• What to do
Can you output the records below exactly as they are written?

-=-=-=-=-

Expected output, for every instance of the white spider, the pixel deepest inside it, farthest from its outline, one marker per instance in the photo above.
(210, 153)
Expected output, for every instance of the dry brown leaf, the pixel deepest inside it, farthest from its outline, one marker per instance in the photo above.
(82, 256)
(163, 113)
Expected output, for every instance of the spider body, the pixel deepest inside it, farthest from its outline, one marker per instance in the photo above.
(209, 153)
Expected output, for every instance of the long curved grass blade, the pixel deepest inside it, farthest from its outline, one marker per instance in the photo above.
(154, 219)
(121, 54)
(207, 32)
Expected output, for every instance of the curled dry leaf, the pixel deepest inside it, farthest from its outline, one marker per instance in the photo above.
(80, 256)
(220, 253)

-=-=-=-=-

• Output below
Expected output, for every instance of the white spider, the pixel deepest inside it, farthest from its outline, one marker per instance in the photo above.
(210, 153)
Expected output, for every instance of the dry brown leaf, the pixel deepest inside it, farthest from its outline, one marker per instance in the photo above.
(82, 256)
(163, 113)
Expected output, for every instance of the spider body, the pixel deepest inside it, farthest from its outline, one marker per instance in the photo above.
(209, 153)
Expected output, for every instance of the long curved grass blade, the pixel deepest inside it, farthest from its outline, one marker per instance in the photo above.
(154, 219)
(121, 54)
(207, 32)
Expected output, for every instance of the curled dry leaf, the pixel deepest inside it, farthest from its outline, one marker per instance in the photo above.
(80, 256)
(220, 253)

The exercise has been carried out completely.